### Dataset extract

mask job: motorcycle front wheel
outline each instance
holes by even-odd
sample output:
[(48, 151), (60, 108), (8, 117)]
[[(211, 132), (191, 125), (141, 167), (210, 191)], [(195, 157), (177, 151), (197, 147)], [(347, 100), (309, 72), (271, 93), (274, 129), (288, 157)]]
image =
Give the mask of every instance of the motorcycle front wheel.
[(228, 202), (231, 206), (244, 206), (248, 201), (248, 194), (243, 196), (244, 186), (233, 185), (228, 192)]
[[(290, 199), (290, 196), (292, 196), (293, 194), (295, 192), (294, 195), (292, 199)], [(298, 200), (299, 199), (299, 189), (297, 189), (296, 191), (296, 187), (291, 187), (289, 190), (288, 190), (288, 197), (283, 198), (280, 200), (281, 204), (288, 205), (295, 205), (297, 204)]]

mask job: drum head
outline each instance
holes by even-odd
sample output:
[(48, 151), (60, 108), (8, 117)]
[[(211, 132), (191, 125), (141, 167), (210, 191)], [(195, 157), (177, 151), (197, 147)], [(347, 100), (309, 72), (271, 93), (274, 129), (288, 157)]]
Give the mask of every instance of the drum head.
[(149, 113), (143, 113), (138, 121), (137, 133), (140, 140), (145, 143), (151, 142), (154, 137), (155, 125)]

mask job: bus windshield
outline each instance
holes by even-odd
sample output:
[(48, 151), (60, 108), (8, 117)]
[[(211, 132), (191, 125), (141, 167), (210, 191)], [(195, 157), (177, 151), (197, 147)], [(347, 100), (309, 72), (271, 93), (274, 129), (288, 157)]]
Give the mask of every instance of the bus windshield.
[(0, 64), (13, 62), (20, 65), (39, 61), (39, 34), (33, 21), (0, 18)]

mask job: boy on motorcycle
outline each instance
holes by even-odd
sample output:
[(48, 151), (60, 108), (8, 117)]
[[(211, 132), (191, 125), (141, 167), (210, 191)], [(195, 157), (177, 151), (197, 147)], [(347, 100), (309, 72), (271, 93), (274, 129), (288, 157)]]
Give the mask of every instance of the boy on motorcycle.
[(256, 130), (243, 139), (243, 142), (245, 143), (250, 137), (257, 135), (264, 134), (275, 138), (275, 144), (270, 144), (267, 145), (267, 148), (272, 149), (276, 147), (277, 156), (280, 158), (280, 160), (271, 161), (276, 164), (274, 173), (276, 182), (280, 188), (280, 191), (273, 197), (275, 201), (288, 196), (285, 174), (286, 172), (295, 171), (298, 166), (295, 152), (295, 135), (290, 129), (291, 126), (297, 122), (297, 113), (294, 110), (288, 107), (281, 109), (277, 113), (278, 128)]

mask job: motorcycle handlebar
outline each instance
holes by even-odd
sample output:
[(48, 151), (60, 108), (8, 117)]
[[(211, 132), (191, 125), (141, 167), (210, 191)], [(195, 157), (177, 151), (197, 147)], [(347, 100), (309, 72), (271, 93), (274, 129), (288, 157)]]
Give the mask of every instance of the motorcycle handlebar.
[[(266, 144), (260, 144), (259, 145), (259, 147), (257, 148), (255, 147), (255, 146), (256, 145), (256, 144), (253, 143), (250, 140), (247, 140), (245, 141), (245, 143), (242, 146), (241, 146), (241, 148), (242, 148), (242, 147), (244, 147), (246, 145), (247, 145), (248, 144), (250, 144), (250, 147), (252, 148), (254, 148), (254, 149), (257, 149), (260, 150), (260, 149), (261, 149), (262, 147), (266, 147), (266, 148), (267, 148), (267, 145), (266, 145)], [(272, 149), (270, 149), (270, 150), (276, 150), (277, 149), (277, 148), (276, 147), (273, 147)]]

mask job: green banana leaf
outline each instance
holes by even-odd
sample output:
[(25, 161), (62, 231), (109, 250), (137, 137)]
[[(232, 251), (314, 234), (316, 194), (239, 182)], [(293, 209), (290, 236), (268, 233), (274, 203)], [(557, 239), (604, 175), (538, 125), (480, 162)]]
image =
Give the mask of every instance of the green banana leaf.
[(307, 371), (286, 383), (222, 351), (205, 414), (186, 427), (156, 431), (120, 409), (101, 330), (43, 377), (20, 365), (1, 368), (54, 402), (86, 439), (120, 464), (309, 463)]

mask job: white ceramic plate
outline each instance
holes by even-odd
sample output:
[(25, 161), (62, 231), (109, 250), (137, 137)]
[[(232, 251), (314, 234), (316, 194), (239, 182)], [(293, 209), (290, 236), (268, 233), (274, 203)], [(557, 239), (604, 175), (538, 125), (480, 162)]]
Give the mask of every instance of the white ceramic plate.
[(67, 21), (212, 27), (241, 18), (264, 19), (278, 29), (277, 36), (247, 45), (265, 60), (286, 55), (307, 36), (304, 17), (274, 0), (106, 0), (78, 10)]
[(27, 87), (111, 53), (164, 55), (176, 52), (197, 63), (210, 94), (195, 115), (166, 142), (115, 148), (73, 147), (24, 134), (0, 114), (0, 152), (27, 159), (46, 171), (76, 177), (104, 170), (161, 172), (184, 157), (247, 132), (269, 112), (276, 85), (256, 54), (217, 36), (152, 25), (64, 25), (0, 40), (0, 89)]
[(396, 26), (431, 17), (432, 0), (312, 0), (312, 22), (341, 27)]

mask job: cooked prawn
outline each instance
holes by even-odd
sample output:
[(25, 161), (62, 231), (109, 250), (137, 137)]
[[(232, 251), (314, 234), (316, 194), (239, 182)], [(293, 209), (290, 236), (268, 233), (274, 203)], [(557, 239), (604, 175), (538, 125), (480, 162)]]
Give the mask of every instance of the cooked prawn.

### What the exercise asks
Reproduce the records from their first line through the line containing "205), (297, 204)]]", substituting "motorcycle rear wheel" for "motorcycle front wheel" and leaving everything else unchanged.

### In response
mask job: motorcycle rear wheel
outline each instance
holes by even-odd
sample output:
[(48, 151), (60, 108), (8, 117)]
[[(211, 132), (191, 125), (141, 167), (210, 191)], [(195, 157), (177, 151), (197, 147)], [(347, 100), (309, 72), (271, 93), (274, 129), (288, 157)]]
image =
Give the mask of every instance of the motorcycle rear wheel.
[(228, 202), (231, 206), (244, 206), (248, 201), (248, 194), (243, 196), (244, 186), (233, 185), (228, 192)]
[[(290, 199), (290, 196), (292, 196), (293, 194), (295, 192), (294, 195), (292, 199)], [(298, 200), (299, 199), (299, 189), (297, 189), (296, 191), (296, 187), (291, 187), (289, 190), (288, 190), (288, 197), (283, 198), (280, 200), (281, 204), (288, 205), (295, 205), (297, 204)]]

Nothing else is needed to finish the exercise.